(Dataset records)
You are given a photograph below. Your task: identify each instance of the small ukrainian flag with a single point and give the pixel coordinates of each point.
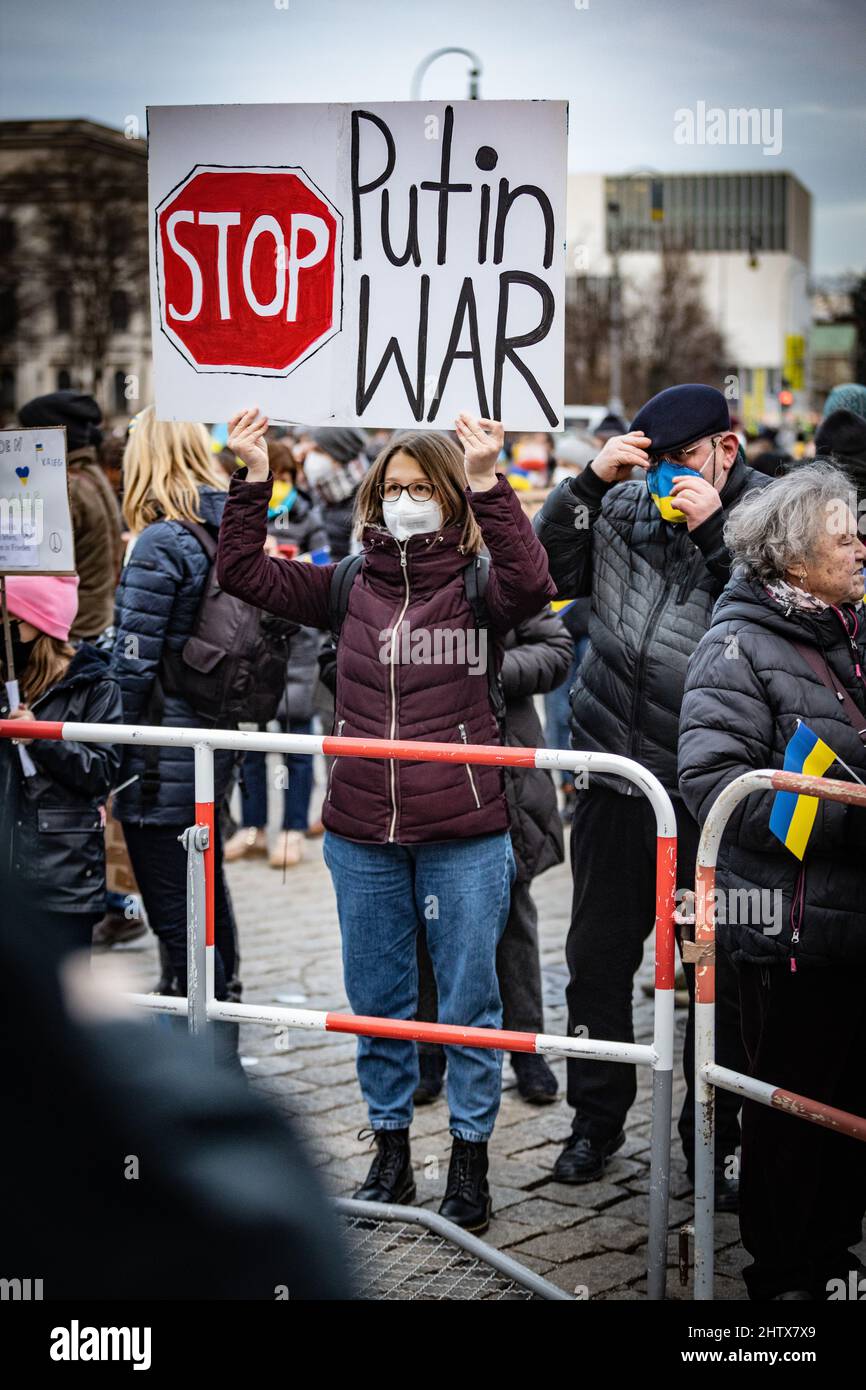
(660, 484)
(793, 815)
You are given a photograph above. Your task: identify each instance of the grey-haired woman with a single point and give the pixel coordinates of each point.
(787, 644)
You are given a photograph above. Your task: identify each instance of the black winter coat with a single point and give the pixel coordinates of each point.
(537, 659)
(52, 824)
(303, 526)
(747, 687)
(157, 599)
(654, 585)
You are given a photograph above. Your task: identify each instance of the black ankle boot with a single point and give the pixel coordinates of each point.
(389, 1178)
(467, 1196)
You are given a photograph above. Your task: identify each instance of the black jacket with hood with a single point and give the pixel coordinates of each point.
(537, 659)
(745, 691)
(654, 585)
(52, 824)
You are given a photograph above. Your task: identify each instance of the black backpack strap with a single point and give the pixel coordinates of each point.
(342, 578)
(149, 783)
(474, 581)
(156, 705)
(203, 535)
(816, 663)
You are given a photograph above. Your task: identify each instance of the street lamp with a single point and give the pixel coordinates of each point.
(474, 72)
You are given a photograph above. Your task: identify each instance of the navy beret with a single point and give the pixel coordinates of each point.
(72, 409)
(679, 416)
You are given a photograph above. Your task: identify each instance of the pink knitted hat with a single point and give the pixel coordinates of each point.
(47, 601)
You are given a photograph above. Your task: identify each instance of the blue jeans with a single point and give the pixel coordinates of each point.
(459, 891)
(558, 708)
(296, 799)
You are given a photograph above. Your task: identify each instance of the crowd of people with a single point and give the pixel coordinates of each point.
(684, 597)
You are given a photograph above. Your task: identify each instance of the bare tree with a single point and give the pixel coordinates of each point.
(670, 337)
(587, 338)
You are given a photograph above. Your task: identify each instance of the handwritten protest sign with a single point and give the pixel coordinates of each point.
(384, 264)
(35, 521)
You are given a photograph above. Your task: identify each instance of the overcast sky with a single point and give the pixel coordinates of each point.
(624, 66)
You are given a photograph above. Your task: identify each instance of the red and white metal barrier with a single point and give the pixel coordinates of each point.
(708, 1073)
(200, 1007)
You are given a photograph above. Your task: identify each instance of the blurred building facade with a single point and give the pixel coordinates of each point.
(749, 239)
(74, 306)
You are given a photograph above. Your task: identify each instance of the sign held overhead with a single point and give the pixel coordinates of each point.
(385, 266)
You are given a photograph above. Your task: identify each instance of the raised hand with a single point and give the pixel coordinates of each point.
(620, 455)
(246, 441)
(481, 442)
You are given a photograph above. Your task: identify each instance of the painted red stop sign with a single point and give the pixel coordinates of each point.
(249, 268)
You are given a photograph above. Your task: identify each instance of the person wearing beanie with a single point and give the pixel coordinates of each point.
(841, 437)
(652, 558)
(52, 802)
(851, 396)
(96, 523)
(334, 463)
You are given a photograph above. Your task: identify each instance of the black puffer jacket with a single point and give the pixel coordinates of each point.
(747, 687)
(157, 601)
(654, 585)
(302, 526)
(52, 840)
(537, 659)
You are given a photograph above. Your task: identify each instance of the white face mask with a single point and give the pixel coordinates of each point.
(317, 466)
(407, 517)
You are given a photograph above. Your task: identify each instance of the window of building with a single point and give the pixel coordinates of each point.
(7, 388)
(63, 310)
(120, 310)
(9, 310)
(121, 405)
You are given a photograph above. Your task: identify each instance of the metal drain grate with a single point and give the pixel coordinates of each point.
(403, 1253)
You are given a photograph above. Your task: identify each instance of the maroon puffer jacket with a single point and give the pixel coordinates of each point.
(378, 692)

§ **SET TASK**: Copy each line in full and exactly, omitting any picture.

§ **FINISHED EXERCISE**:
You are given a photograph below. Your task: identify each instance of the small ukrainian flag with a single point and give the pixel coordinates of each point.
(660, 484)
(793, 815)
You are given a photograph above. Your task: identify each instance of the grey-haired woman with a single point and give the pixel coordinates of each point.
(787, 644)
You are given a photograph above. Your task: identify each instance of the black winter coat with a single point and give the pixel coordinates of each point.
(537, 659)
(52, 824)
(303, 526)
(747, 687)
(157, 599)
(654, 585)
You are given a photograph above. Your task: identify each instance of the black ankle boot with a single point and give the pixel coordinates of each point.
(389, 1178)
(467, 1196)
You are given a photograph above. Your task: identify each instance of the black jacket with hood with a single point and give the pixel coordinates of each point.
(537, 659)
(745, 691)
(654, 585)
(52, 824)
You are given a photograph above. Your task: identify each instance of the black backpack strap with a single point and give the pixel coordinates of each point.
(342, 578)
(149, 783)
(474, 581)
(156, 705)
(203, 535)
(816, 663)
You are given a photograph above. Your task: identify each instance of the street lamp with a single point and give the pixel coordinates of each point.
(474, 72)
You are given a photograph above. Your task: identify each instance of the navy beret with a single point and give the pixel coordinates of each point.
(72, 409)
(679, 416)
You are given a photograph above. Your task: identify each instance of the pink knitted hat with a single point and give the pixel coordinates of each point.
(47, 601)
You are given a photograph above. Your task: identify each instance of the blue jeans with a single point and give the pixel coordinates of each point.
(459, 891)
(558, 708)
(296, 799)
You are given a photograph above. Your task: identify each instance of the crowd of people with a single point and give the pixel coordinates of each point.
(684, 597)
You are given a photograph above. Your task: identify each instance of the bare tree with a single point and give the pixel coordinates of each point.
(670, 337)
(587, 338)
You are given a photograph above. Your task: identify each instance of the handwritten protest sign with a single point and give the pixel coordinates of each point.
(384, 264)
(35, 521)
You are given a photograph above. Your task: identify each instance of the overcast sky with a single point and give the pixel coordinates of each point.
(624, 66)
You are given a photograph above. Your task: identify each instance of the red and white metal barrier with a single point and give the pixel coordinates of each point.
(708, 1073)
(200, 1007)
You are given a photograph above. Your task: identify each instance of the blurred building facade with a single point and give the pixel coordinates of each point.
(749, 239)
(74, 306)
You are given a photograph above. Your task: identify each instance of the sign held overhead with a single point and give the pixel coordinates of each point.
(385, 266)
You are given a photograph above. Your task: identify each instance of the raised hand with a single point and give the pixel coordinates of each point.
(620, 455)
(246, 441)
(481, 442)
You are given a photograph above. Your task: identify each instance of the painted red stop sign with a single point and give the pixel coordinates of each point.
(249, 268)
You are given a photograph above. Your task: identify each instance of the person wearing beanie with a single point and give the pixel coordinates of each point.
(841, 437)
(652, 558)
(52, 802)
(851, 396)
(96, 523)
(334, 463)
You are given a photograph above. Your task: identify each instance of the black puffer jacket with a single point and give the pixel coordinates of each point.
(747, 687)
(157, 601)
(654, 585)
(302, 526)
(52, 840)
(537, 659)
You are given a photograph above. Your task: identify each instance of the white face mask with a single point and give the pixel coordinates of each point.
(317, 466)
(407, 517)
You are given a photograph above. Your task: identify each instance of the window of building with a single point and give the pixel coordinates of each point.
(7, 388)
(63, 310)
(120, 310)
(9, 310)
(121, 405)
You are given a photograph above. Your task: identify each instance of the metal drain grate with a single point and give the pixel coordinates of each point.
(403, 1253)
You are given a photograph above. Your task: identify each instance of the maroon puffer jacket with a single point and give the pixel coordinates of each point.
(378, 692)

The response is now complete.